--- START OF Data extract ---

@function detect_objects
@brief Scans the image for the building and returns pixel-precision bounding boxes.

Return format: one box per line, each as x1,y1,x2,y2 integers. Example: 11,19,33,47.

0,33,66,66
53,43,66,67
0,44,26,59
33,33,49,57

--- END OF Data extract ---

■ Written exercise ■
Express each nonblank line of the material above as a row of a Markdown table with the columns No. and Content. Number the rows sequentially and leave out blank lines.

■ Result below ■
| No. | Content |
|---|---|
| 1 | @function detect_objects |
| 2 | @brief Scans the image for the building and returns pixel-precision bounding boxes. |
| 3 | Return format: one box per line, each as x1,y1,x2,y2 integers. Example: 11,19,33,47. |
| 4 | 0,33,66,66 |
| 5 | 53,43,66,67 |
| 6 | 0,44,26,59 |
| 7 | 33,33,49,57 |